■ Excerpted passage:

§

Any insight as to wether it will have apps?
Any insight as to wether that UI will come to other TiVo boxes?

Personally I want the apps to have deep integration with TiVo - unified search is killer. What you suggests precludes that. Though maybe with lack of resources staying out of app game is sensible. But then I would want a darn good app for firetv....


----------



## Dan203 (Apr 17, 2000)

Have you ever used the iOS or Android apps? The way it integrates other services and can launch their apps? I suspect that's how the Mavrik apps will work. Because it will run on common streaming devices it should have access to way more apps then are currently available on the TiVo boxes.


----------



## alexb (Jan 4, 2003)

Dan203 said:


> Have you ever used the iOS or Android apps? The way it integrates other services and can launch their apps? I suspect that's how the Mavrik apps will work. Because it will run on common streaming devices it should have access to way more apps then are currently available on the TiVo boxes.


Yes, but that's just a launch of an app, it doesn't start the program AFAIK, but maybe that doesn't matter?


----------



## Dan203 (Apr 17, 2000)

alexb said:


> Yes, but that's just a launch of an app, it doesn't start the program AFAIK, but maybe that doesn't matter?


I think some apps offer better integration then others. Some just launch the app, some launch and take you to the program and others can actually launch and start playing.


----------



## tomhorsley (Jul 22, 2010)

Forget "more" apps, how about apps that start fast enough that you don't forget why you started them . The apps on my LG TV start thousands of times faster than the TiVo apps, so I'm highly unlikely to ever use an app on the TiVo again.


----------



## Dan203 (Apr 17, 2000)

tomhorsley said:


> Forget "more" apps, how about apps that start fast enough that you don't forget why you started them . The apps on my LG TV start thousands of times faster than the TiVo apps, so I'm highly unlikely to ever use an app on the TiVo again.


Which TiVo do you have? The apps launch almost instantly on the Bolt. In fact the Netflix app is kept in memory so it actually starts instantly. The rest only take a few seconds at most.

§

■ Record excerpts:
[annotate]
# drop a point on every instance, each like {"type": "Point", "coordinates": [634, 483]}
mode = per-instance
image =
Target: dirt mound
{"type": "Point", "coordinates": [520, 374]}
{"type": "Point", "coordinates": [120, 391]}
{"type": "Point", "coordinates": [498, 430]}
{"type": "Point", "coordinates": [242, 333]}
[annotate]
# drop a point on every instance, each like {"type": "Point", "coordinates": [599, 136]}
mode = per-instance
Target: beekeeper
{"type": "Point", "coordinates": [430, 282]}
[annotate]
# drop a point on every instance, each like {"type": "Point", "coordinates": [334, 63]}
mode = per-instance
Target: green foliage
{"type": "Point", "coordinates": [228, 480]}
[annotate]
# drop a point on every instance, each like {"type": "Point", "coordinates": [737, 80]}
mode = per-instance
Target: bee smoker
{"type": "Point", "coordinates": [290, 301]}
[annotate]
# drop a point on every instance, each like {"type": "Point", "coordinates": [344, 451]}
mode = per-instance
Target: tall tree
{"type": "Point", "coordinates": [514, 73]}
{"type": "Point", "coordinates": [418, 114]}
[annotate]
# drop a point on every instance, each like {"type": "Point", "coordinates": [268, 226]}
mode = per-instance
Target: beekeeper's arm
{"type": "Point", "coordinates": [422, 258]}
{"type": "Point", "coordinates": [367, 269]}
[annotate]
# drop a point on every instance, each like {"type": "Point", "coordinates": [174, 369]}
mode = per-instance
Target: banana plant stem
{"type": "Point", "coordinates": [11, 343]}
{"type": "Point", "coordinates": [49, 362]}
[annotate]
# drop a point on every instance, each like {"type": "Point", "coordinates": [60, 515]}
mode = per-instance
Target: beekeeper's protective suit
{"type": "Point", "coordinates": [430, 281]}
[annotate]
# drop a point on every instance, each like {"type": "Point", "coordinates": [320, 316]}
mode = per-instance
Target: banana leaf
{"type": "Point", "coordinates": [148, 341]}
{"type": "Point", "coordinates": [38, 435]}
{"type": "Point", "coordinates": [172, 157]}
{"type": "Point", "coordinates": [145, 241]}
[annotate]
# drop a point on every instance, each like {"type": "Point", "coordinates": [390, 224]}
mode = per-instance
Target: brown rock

§

■ Set problem:
Using the TiVo apps thread, answer each item below and number your replies to match.
1. What feature does the first poster call "killer"?
2. On which brand of TV does tomhorsley say apps start thousands of times faster than the TiVo apps?
3. According to Dan203, which app is kept in memory on the Bolt?

■ Task answer:
1. Unified search.
2. LG.
3. The Netflix app.